**Document segment**
_ _ _
Showing posts with label feeling old. Show all posts
Showing posts with label feeling old. Show all posts

Tuesday, May 6, 2025

PLAYING THE AGE CARD WHILE HIKING

First view from Killing Time
mountain bike trail

Sometimes we make assumptions, we jump to conclusions, we are triggered over what may be innocuous. This happens more frequently when a comment or action seems to touch on our identity. I’ve had many occasions where, rightfully or wrongfully, I’ve taken a perceived shunning as homophobia when, well, maybe I just forgot to put on deodorant. 

 

Did I forget?! I can see myself applying the stick to my underarms but perhaps that was yesterday. Time blurs. Routines sometimes come with blips. As I get older, I’m not as sure of my memory, even regarding what I did five minutes ago. 

 

And, yes, age is the subject of yesterday’s incident that had me feeling too sensitive…and humored at the same time.

 

I consider myself a hiker, but I’ve only done a handful of outings during the past six months. Most of my hiking is in the mountains and I hike far less when trails are covered in snow and ice. It’s not so much the snow and ice—adding crampons to my hiking boots produces miraculous results—it’s the fact the trails are covered. On the hikes I did, the route was less clear in patches where there was only one person’s tracks to follow or, in a couple of cases, the tracks veered onto a trail I wasn’t taking and I had nothing to give me an assured sense I was still on a trail. 

 

My favourite hikes are still snow-covered for at least the next month, but I am now finding trail reports that there are options—no snow; just water and mud. (Hiking boots are themselves amazing… bring on the muck!) 

 


Yesterday, I ventured to Sumas Mountain Regional Park, about an hour from home to do what was supposed to be a 2.5-hour hike, a little bit on the short end in terms of what I like but, hey, I needed to recognize that my hiking legs were out of the habit of being just that. Start small, build up. How responsible of me. 

 

I pulled into the trailhead’s gravel parking lot just before ten in the morning. It was otherwise empty. I’d literally have the mountain to myself. Hurrah. No one’s music, no drones, hopefully no gunshots. (On a hike I did a couple of years ago in the area, there happened to be a shooting range at the base of the mountain. I was especially motivated to do the ascent!) 

 

I did the responsible things prior to taking to the trail. I took a photo of the trail map at the parking lot and texted Evan with a selfie that included what I was wearing and my license plate along with indicating what time I expected to return to the car. Please, let there be no cause for search parties. Or camera crews zooming in on a bug-bitten hiker with a sprained ankle, hauled out on a stretcher.
_ _ _
**Supplied information**
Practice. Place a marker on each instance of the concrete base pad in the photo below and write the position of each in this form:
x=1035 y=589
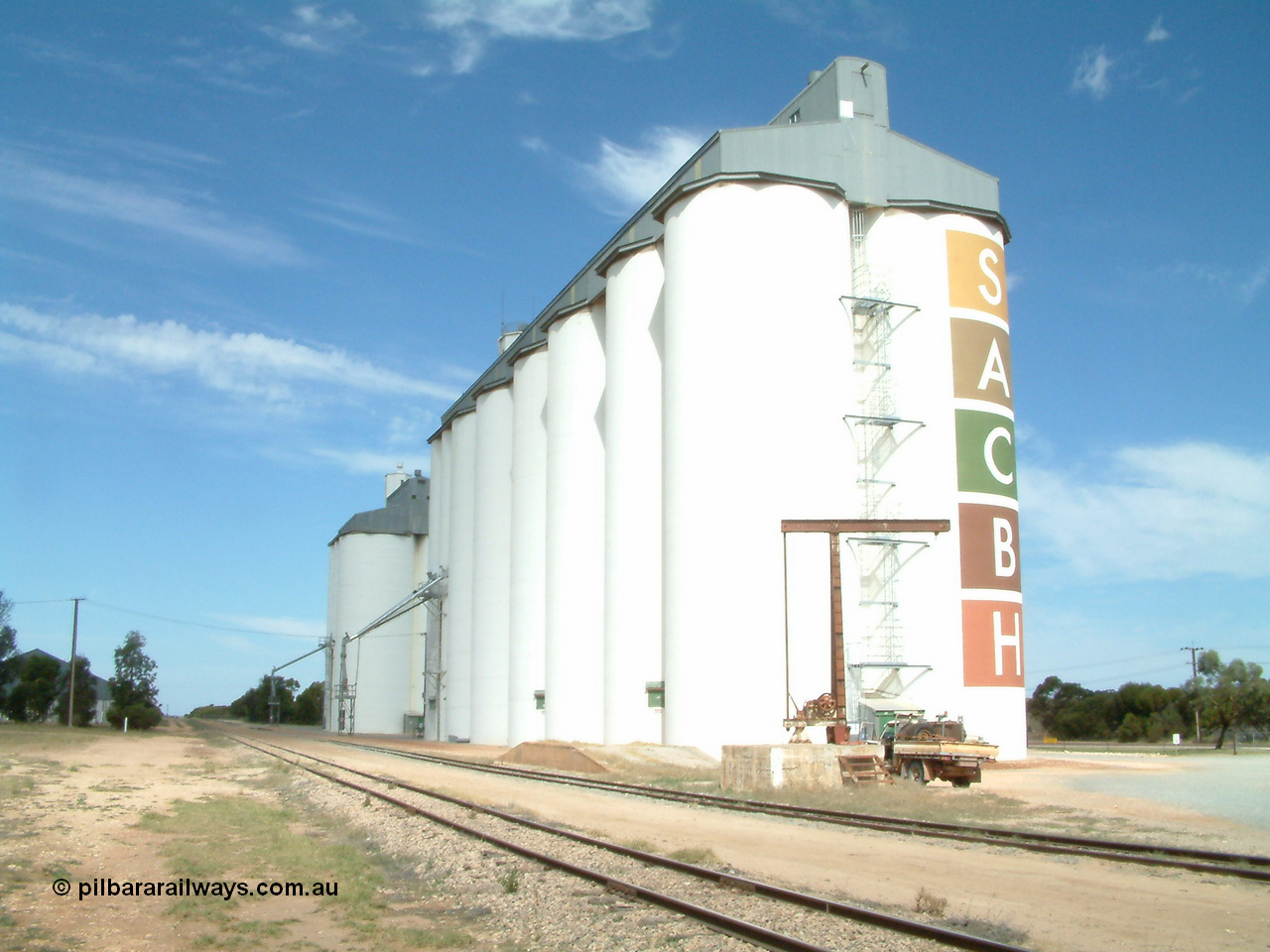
_ _ _
**Tasks to complete**
A. From the hiking post, write out the passage that begins at the words "I pulled into" and stops after "on a stretcher.".
B. Condense the paragraph of the hiking post that opens with "I did the responsible things" into a short bulleted list that keeps its main facts.

**Responses for each task**
A.
I pulled into the trailhead’s gravel parking lot just before ten in the morning. It was otherwise empty. I’d literally have the mountain to myself. Hurrah. No one’s music, no drones, hopefully no gunshots. (On a hike I did a couple of years ago in the area, there happened to be a shooting range at the base of the mountain. I was especially motivated to do the ascent!) 

 

I did the responsible things prior to taking to the trail. I took a photo of the trail map at the parking lot and texted Evan with a selfie that included what I was wearing and my license plate along with indicating what time I expected to return to the car. Please, let there be no cause for search parties. Or camera crews zooming in on a bug-bitten hiker with a sprained ankle, hauled out on a stretcher.

B.
- Before starting the hike, I took precautions.
- I photographed the trail map at the parking lot.
- I texted Evan a selfie showing what I was wearing and my license plate, along with the time I expected to return to the car.
- I hoped there would be no need for search parties or a stretcher rescue.